**What you should do**
What is expected is a word-for-word copy of all the entries.

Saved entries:
══════════

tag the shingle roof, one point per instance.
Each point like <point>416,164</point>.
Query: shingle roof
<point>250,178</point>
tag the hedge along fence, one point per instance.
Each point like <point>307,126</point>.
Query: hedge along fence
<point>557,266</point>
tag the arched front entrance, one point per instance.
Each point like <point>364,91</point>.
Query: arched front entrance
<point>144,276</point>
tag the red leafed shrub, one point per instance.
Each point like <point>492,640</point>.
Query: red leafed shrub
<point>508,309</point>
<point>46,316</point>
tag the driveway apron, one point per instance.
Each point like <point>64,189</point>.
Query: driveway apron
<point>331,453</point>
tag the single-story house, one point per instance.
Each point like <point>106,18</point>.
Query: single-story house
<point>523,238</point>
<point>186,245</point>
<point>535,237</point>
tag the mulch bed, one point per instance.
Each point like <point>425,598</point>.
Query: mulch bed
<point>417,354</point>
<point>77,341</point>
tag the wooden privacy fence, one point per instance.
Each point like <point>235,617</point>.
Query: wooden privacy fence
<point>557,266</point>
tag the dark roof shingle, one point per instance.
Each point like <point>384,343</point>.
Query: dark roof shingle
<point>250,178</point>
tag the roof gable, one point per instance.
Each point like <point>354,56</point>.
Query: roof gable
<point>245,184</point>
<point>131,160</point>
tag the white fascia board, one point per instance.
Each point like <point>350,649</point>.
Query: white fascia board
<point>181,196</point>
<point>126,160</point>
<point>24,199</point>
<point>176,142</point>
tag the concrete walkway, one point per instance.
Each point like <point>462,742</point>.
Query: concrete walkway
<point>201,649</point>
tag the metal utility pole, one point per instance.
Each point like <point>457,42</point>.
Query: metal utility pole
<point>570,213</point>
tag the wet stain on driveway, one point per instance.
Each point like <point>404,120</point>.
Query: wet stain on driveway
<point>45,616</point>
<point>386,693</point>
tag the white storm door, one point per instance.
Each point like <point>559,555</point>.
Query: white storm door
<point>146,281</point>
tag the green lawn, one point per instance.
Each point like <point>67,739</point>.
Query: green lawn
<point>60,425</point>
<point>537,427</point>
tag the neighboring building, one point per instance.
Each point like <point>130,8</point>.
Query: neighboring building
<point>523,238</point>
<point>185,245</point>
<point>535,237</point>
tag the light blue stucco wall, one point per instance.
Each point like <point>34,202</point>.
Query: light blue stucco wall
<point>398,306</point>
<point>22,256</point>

══════════

**Answer to this exercise**
tag the shingle roof, one point per instance.
Each point like <point>416,164</point>.
Query: shingle roof
<point>250,178</point>
tag the hedge along fence, one point per instance.
Each point like <point>307,126</point>.
Query: hedge along fence
<point>557,266</point>
tag the arched front entrance, one point per instance.
Each point like <point>364,91</point>.
Query: arched front entrance
<point>144,276</point>
tag the red leafed shrub, one point per instance.
Each point like <point>492,640</point>.
Query: red leafed shrub
<point>508,309</point>
<point>46,316</point>
tag the driveway apron, one point per instance.
Each point like <point>64,189</point>.
Query: driveway apron
<point>331,453</point>
tag the single-story house, one point per instance.
Each point like <point>106,18</point>.
Query: single-story house
<point>523,238</point>
<point>186,245</point>
<point>535,237</point>
tag the mulch bed, one point per instance.
Each point like <point>425,598</point>.
Query: mulch bed
<point>417,354</point>
<point>77,341</point>
tag the wooden privacy fence, one point per instance.
Each point like <point>235,617</point>.
Query: wooden privacy fence
<point>557,266</point>
tag the dark roof shingle, one point per instance.
Each point like <point>384,343</point>.
Query: dark roof shingle
<point>250,178</point>
tag the roof gable, one point per instance.
Each point like <point>354,56</point>.
Query: roof gable
<point>245,184</point>
<point>131,160</point>
tag the white fascia board, one point per instance.
Each point like <point>350,649</point>.
Query: white fascia board
<point>181,196</point>
<point>126,160</point>
<point>24,199</point>
<point>176,142</point>
tag the concrete walkway, one point per instance.
Each point like <point>462,742</point>.
Query: concrete walkway
<point>201,649</point>
tag the metal utility pole, one point per instance.
Each point like <point>457,42</point>.
Query: metal utility pole
<point>570,213</point>
tag the wet stain on driveway, one point per instance.
Each point like <point>404,120</point>.
Query: wet stain on driveway
<point>45,616</point>
<point>386,693</point>
tag the white storm door, one point per instance.
Each point like <point>559,555</point>.
Query: white storm door
<point>146,281</point>
tag the green lawn, one point per instance.
Each point like <point>67,739</point>.
Query: green lawn
<point>60,425</point>
<point>537,427</point>
tag the neighboring building, one point per instance.
Each point like <point>130,8</point>.
Query: neighboring building
<point>523,238</point>
<point>185,245</point>
<point>535,237</point>
tag the light blue stucco wall, one point per instance.
Each point like <point>34,202</point>.
Query: light blue stucco wall
<point>398,306</point>
<point>22,256</point>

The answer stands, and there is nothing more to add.